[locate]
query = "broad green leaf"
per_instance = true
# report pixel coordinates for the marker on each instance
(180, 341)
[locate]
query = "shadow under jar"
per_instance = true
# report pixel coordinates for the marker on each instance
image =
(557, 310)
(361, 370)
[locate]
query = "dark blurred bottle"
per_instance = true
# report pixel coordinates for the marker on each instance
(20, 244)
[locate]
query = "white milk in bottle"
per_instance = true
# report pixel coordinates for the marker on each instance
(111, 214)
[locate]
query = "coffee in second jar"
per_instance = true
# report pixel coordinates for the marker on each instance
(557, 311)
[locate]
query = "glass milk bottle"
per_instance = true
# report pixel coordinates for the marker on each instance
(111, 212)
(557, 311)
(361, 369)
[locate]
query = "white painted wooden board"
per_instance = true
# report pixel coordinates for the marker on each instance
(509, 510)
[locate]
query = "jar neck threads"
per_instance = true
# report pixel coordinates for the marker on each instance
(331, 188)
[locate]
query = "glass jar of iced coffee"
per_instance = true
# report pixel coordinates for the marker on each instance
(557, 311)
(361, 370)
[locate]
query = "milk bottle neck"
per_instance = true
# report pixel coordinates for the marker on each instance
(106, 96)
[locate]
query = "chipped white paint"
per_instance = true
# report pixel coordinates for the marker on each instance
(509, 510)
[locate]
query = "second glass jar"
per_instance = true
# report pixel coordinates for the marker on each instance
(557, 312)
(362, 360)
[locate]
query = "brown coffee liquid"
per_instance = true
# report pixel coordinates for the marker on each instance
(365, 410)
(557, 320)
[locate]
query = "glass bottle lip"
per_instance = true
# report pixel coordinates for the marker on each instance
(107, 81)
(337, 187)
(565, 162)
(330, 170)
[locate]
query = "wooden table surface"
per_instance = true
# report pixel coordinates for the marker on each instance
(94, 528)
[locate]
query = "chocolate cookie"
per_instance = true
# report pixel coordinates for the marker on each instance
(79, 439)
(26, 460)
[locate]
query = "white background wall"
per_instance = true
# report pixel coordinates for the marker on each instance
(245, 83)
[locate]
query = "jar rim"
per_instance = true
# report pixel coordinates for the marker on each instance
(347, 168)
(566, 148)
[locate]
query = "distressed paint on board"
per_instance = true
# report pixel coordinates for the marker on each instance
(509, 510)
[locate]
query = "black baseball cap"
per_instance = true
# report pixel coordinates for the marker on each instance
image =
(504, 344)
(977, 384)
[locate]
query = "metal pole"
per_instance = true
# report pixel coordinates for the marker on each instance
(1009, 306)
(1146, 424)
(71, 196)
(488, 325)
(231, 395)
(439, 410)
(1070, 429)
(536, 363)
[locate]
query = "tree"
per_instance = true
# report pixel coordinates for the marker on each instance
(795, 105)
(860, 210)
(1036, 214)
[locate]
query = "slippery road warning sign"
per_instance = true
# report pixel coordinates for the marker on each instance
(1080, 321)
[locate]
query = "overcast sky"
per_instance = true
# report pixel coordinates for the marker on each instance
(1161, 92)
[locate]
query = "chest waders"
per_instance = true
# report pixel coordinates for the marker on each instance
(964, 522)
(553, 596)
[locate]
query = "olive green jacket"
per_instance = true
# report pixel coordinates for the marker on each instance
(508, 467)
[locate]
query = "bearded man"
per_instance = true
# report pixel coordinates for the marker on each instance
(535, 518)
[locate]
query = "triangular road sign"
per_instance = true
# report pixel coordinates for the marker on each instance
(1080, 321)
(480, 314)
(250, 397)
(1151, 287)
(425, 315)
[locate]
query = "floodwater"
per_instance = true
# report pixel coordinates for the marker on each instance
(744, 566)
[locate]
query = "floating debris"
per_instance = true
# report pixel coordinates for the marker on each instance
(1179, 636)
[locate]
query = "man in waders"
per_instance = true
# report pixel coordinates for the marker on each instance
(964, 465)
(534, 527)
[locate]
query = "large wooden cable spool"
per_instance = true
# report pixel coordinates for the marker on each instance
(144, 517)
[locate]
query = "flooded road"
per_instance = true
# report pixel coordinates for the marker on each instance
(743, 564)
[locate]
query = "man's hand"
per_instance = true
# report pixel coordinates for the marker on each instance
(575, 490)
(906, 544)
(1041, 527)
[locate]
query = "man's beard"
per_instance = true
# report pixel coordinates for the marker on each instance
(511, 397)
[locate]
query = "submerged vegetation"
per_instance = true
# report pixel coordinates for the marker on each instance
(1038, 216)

---

* _WHAT IS BEING ASKED_: Using the data above, reproduce every line exactly.

* _ANSWER TO THIS TASK_:
[locate]
query = "broad green leaf"
per_instance = true
# report pixel coordinates for the marker on each instance
(180, 341)
[locate]
query = "shadow under jar"
per_instance = true
# report pixel coordinates for the marker on each instance
image =
(557, 310)
(361, 370)
[locate]
query = "dark blurred bottle"
per_instance = true
# report pixel coordinates for the marker on each instance
(20, 244)
[locate]
query = "white milk in bottle"
per_instance = true
# report pixel coordinates for the marker on each instance
(111, 214)
[locate]
query = "coffee in second jar"
per_instance = true
# report pixel coordinates for the marker on each instance
(557, 311)
[locate]
query = "glass milk bottle"
per_instance = true
# report pixel coordinates for the marker on each instance
(111, 212)
(557, 311)
(361, 369)
[locate]
query = "white painted wooden board"
per_instance = true
# report pixel coordinates for the marker on each instance
(509, 510)
[locate]
query = "jar neck threads"
per_instance = true
# report pixel coordinates for the marker on each instance
(331, 188)
[locate]
query = "glass jar of iced coffee"
per_instance = true
# report pixel coordinates for the marker on each instance
(557, 311)
(361, 370)
[locate]
query = "milk bottle neck"
per_instance = true
# report pixel coordinates for the marker on each instance
(106, 96)
[locate]
query = "chipped white paint"
per_instance = true
# report pixel coordinates for the marker on each instance
(509, 510)
[locate]
query = "second glass jar"
per_instance = true
# report pixel coordinates for the marker on each instance
(557, 312)
(362, 360)
[locate]
query = "brown coffee liquid"
per_instance = true
# report pixel coordinates for the marker on each instance
(365, 410)
(557, 320)
[locate]
query = "glass bottle lip"
per_instance = true
# report pixel coordinates for the marker on each instance
(107, 81)
(337, 187)
(565, 162)
(330, 170)
[locate]
query = "wooden table surface"
per_instance = true
# report pixel coordinates for the marker on each instance
(94, 528)
[locate]
query = "chocolate cookie"
per_instance = true
# report pixel coordinates for the marker on each instance
(79, 439)
(26, 460)
[locate]
query = "white background wall"
per_instance = true
# report pixel coordinates for the marker on each instance
(245, 83)
[locate]
query = "jar rim"
per_instance = true
# report pixel coordinates for the marker on each instance
(347, 168)
(566, 148)
[locate]
query = "distressed paint on board"
per_instance = true
# report pixel coordinates for the marker on each instance
(509, 510)
[locate]
query = "black baseball cap"
per_instance = true
# report pixel coordinates for the marker on each instance
image =
(504, 344)
(977, 384)
[locate]
query = "metal pole"
per_instance = true
# report pixel coordinates for the marker on each instance
(1009, 306)
(1146, 424)
(71, 196)
(488, 325)
(231, 395)
(439, 410)
(1070, 429)
(536, 363)
[locate]
query = "tree"
per_instance = true
# report pixel coordinates for the marker on each instance
(795, 105)
(860, 210)
(1036, 214)
[locate]
query = "slippery road warning sign"
per_instance = true
# report pixel coordinates for the marker on each instance
(1080, 321)
[locate]
query = "overcast sky"
per_instance = true
# report pixel coordinates for the marker on each instance
(1161, 92)
[locate]
query = "chest waders"
per_instance = true
# report pixel coordinates for the marker on each instance
(964, 522)
(553, 596)
[locate]
query = "olive green jacket"
per_instance = true
# report pixel coordinates for the marker on each instance
(508, 467)
[locate]
query = "bearded man"
per_instance = true
# report pixel coordinates for the marker on each instance
(535, 518)
[locate]
query = "triangular road sign"
per_instance = true
# report pixel coordinates for the marker on each instance
(1080, 321)
(480, 314)
(250, 397)
(1151, 287)
(425, 315)
[locate]
query = "floodwater"
per_instance = true
# report pixel coordinates for the marker on each instance
(744, 566)
[locate]
query = "floating debris"
per_instance = true
# report pixel coordinates for the marker on each instance
(1179, 636)
[locate]
query = "man in waders"
per_instance = true
# report pixel coordinates for the marker on each instance
(964, 465)
(534, 527)
[locate]
query = "large wooden cable spool"
per_instance = true
# report pixel coordinates for the marker on each instance
(144, 517)
[locate]
query = "flooded road"
per_instance = true
# report pixel coordinates for the marker on each instance
(743, 564)
[locate]
query = "man's hand"
per_instance = true
# report pixel coordinates for the marker on each instance
(575, 490)
(906, 544)
(1041, 527)
[locate]
query = "man's beard"
per_instance = true
# report pixel coordinates for the marker on each instance
(511, 397)
[locate]
query = "submerged vegetation"
per_instance = true
# report pixel coordinates for the marker on each instance
(1038, 216)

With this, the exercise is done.